Aim -> Look below for the line containing "Tag every instance of the balloon knot". Output it and each remaining line of the entries exactly, and nothing else.

[Source material start]

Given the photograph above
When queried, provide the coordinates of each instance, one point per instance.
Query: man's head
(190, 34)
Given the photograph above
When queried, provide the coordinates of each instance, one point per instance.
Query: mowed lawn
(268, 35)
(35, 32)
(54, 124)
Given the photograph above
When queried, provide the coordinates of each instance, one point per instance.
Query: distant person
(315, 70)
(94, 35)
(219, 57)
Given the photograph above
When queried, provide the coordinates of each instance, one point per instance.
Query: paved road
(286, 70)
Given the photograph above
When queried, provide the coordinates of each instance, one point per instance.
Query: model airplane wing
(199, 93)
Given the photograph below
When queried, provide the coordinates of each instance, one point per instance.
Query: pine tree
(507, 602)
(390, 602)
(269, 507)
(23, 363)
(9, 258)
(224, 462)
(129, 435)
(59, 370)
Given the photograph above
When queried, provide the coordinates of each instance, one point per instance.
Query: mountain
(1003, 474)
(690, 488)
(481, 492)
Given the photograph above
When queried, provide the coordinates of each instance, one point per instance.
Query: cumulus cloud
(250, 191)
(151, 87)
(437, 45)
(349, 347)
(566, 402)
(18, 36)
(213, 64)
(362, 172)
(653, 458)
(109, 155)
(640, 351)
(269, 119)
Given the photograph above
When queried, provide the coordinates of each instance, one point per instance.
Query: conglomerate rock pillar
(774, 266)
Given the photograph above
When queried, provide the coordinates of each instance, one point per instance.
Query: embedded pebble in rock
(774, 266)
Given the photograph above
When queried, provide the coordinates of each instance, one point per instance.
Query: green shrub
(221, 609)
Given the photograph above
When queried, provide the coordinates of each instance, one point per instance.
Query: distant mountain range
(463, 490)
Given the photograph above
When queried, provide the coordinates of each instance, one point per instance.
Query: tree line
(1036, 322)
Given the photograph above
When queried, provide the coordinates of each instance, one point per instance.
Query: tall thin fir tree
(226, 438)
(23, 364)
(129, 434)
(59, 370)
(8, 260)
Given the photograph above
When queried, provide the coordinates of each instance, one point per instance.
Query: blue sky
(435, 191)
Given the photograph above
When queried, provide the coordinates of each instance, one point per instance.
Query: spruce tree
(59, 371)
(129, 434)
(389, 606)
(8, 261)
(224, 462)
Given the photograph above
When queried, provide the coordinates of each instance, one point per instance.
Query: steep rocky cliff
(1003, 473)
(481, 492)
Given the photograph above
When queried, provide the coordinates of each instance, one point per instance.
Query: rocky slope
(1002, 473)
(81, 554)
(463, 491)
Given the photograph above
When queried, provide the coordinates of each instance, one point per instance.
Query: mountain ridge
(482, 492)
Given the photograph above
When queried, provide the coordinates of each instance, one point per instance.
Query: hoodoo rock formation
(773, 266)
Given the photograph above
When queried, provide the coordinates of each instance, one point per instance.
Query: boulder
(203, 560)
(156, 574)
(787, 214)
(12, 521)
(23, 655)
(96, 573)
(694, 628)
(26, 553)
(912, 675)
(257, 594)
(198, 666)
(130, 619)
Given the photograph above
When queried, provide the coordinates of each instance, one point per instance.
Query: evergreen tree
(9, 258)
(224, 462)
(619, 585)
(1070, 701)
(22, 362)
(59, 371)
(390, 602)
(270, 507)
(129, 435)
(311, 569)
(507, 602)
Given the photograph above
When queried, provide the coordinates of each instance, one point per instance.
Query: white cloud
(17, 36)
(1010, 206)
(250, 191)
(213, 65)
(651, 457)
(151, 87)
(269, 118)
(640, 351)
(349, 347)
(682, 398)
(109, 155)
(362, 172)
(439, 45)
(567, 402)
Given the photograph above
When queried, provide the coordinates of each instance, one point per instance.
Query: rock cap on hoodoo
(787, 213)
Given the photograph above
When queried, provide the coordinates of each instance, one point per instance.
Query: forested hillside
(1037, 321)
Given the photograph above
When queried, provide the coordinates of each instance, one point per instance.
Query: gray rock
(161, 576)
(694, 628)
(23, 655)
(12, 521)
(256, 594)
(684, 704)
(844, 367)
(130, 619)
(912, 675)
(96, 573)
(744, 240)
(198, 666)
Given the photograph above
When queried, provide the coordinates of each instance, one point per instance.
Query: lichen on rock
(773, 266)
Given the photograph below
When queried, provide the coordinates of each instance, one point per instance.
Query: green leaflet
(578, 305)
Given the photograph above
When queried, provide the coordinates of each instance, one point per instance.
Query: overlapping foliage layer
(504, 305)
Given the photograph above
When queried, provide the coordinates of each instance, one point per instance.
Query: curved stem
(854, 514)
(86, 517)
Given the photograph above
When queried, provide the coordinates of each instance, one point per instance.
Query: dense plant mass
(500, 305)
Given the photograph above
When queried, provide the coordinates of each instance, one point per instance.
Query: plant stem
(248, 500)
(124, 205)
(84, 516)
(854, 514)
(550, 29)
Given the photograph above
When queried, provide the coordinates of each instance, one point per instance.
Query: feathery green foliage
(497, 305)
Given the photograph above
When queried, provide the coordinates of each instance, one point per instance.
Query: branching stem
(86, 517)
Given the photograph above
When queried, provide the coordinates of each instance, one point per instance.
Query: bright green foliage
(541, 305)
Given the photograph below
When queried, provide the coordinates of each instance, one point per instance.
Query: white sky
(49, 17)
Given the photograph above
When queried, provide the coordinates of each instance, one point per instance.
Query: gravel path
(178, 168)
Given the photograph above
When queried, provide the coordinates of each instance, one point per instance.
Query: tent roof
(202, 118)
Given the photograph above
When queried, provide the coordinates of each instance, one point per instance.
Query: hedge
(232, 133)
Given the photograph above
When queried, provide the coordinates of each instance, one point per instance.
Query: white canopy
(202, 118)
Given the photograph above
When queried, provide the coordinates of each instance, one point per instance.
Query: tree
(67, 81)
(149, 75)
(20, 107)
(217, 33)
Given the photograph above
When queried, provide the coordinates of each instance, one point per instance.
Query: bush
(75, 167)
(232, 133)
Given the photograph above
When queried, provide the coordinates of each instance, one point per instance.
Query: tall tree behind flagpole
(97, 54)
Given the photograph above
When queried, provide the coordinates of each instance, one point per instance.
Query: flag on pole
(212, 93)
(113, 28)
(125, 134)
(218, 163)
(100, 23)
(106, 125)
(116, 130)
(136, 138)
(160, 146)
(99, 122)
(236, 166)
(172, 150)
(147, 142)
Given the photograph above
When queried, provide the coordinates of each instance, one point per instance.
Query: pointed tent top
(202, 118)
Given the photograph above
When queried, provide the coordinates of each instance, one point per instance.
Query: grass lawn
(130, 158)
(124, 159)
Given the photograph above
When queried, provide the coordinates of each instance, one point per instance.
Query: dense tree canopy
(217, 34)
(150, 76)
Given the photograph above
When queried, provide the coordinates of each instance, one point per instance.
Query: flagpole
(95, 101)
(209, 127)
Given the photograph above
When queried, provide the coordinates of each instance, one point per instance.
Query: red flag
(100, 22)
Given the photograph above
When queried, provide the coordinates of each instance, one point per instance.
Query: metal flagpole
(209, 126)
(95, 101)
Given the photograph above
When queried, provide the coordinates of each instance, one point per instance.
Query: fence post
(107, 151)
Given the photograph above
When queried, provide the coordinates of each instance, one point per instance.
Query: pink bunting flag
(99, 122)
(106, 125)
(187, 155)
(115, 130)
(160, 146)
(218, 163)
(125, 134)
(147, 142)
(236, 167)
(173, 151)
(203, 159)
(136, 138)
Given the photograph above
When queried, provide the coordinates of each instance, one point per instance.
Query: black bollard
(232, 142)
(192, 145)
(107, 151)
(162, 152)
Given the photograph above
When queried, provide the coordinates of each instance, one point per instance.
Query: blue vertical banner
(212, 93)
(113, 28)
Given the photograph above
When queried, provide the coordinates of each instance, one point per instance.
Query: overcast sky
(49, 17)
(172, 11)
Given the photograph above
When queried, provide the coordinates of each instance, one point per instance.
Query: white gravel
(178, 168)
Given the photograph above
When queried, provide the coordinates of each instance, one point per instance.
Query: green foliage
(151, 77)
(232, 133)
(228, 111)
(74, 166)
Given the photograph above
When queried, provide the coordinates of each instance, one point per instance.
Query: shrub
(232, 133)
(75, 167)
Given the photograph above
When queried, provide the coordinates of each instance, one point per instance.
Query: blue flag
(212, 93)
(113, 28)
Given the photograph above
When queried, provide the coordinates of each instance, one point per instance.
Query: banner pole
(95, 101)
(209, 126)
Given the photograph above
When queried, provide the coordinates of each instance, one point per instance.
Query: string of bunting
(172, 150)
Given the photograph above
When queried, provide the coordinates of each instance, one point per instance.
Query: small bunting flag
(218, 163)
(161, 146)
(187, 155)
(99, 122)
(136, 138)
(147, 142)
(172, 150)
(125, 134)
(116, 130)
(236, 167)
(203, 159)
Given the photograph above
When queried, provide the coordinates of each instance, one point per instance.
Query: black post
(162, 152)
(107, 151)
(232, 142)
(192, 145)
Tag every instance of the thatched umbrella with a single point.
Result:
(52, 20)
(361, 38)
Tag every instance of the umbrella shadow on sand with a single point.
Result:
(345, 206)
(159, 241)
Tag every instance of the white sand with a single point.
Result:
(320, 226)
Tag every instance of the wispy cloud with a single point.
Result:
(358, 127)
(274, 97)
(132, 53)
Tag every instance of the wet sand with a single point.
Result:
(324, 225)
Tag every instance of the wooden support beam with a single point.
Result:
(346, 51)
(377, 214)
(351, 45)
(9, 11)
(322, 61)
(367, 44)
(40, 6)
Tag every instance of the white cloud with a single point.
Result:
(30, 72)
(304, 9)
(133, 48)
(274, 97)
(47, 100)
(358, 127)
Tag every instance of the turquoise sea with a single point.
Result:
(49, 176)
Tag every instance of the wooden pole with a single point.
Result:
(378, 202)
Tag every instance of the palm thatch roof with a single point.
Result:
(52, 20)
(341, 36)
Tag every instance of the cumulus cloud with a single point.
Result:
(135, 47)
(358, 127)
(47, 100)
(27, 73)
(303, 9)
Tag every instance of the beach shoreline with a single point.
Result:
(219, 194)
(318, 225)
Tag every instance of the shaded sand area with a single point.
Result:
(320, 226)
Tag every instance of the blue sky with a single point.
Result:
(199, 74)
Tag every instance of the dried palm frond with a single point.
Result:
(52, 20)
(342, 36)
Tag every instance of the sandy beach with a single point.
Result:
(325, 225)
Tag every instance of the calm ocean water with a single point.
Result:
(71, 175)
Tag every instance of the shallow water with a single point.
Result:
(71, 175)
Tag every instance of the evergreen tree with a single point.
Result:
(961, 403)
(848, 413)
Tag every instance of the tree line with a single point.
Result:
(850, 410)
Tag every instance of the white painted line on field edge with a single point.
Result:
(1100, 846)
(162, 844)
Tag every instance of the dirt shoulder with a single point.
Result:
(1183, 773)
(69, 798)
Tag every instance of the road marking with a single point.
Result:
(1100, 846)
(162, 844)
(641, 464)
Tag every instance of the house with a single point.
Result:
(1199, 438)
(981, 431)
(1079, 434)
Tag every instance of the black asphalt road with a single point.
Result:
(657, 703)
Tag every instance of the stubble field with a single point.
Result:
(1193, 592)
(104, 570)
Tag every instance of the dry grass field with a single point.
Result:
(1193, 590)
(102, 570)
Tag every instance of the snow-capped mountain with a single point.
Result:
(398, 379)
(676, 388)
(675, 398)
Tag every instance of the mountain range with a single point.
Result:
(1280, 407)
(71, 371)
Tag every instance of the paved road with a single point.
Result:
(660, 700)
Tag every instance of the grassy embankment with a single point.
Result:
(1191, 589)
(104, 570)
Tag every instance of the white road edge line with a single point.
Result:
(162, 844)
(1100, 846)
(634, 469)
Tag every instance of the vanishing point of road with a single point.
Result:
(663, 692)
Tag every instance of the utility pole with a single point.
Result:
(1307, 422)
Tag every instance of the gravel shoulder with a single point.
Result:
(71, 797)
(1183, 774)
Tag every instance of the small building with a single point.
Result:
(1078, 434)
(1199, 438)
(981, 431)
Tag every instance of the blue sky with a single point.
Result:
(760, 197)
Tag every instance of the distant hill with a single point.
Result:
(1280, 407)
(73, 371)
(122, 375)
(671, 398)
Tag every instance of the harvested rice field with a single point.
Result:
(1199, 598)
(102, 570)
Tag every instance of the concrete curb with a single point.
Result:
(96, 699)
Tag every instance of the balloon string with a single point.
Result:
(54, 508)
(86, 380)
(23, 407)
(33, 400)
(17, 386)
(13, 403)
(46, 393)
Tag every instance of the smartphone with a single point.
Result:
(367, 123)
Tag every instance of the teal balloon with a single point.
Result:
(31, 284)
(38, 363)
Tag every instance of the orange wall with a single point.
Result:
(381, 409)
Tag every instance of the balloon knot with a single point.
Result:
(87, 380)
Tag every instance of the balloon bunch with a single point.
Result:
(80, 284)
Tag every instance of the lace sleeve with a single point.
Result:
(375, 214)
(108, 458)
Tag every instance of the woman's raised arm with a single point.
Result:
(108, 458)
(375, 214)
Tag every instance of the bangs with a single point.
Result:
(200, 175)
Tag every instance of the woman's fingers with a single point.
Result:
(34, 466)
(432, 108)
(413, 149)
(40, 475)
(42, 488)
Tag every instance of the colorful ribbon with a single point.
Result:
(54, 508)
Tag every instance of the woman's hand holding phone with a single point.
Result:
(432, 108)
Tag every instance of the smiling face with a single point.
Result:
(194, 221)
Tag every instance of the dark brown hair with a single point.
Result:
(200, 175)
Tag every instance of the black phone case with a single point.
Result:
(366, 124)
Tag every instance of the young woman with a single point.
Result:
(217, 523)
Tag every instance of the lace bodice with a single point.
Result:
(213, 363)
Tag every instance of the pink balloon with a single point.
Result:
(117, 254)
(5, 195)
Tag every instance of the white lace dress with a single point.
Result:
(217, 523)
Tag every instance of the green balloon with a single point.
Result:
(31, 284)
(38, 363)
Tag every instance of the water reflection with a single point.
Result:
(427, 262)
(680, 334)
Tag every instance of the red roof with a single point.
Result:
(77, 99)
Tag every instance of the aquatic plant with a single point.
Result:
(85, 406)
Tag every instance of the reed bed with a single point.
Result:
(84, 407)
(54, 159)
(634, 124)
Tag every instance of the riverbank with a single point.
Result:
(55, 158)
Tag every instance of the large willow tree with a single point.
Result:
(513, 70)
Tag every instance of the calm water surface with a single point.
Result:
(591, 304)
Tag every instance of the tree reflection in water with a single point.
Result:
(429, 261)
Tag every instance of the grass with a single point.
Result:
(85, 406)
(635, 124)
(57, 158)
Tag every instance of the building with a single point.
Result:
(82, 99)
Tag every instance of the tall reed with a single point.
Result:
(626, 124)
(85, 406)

[Source material end]

Complete answer ->
Tag every instance of the balloon knot with a single point.
Result:
(87, 380)
Tag every instance of the balloon bunch with a single point.
Result:
(80, 284)
Tag every instance of the lace sleeve with a single point.
Result:
(375, 214)
(108, 458)
Tag every instance of the woman's raised arm with a single point.
Result:
(108, 458)
(375, 214)
Tag every instance of the bangs with a single point.
Result:
(200, 175)
Tag every instance of the woman's fingers with a single point.
Result:
(34, 466)
(432, 108)
(413, 149)
(40, 475)
(42, 488)
Tag every instance of the colorful ribbon with a single point.
Result:
(54, 508)
Tag every instance of the woman's hand holding phone with a single point.
Result:
(432, 108)
Tag every instance of the smiling face with a single point.
Result:
(194, 221)
Tag every instance of the dark brown hair with a single point.
Result:
(200, 175)
Tag every instance of the black phone case with a single point.
Result:
(366, 124)
Tag every instance of the young woman with a single point.
Result:
(217, 523)
Tag every instance of the lace bodice with a single point.
Result:
(213, 363)
Tag every instance of the pink balloon with a single point.
Result:
(117, 254)
(5, 195)
Tag every instance of the white lace dress with a single point.
Result:
(217, 523)
Tag every instance of the green balloon with a single point.
Result:
(31, 284)
(38, 363)
Tag every instance of the water reflection with a single point.
Result:
(427, 262)
(680, 334)
Tag every instance of the red roof with a single point.
Result:
(77, 99)
Tag every instance of the aquatic plant with a single point.
Result:
(85, 406)
Tag every instance of the reed bed with a single point.
Result:
(84, 407)
(54, 159)
(634, 124)
Tag every instance of the riverbank with a single point.
Result:
(55, 158)
Tag every instance of the large willow tree with a single point.
Result:
(513, 70)
Tag every instance of the calm water surface with a single point.
Result:
(591, 304)
Tag every instance of the tree reflection in water with a single point.
Result:
(429, 261)
Tag every instance of the grass with a single point.
Result:
(85, 406)
(635, 124)
(57, 158)
Tag every instance of the building with a single point.
Result:
(82, 99)
Tag every instance of the tall reed with a single point.
Result:
(626, 124)
(85, 406)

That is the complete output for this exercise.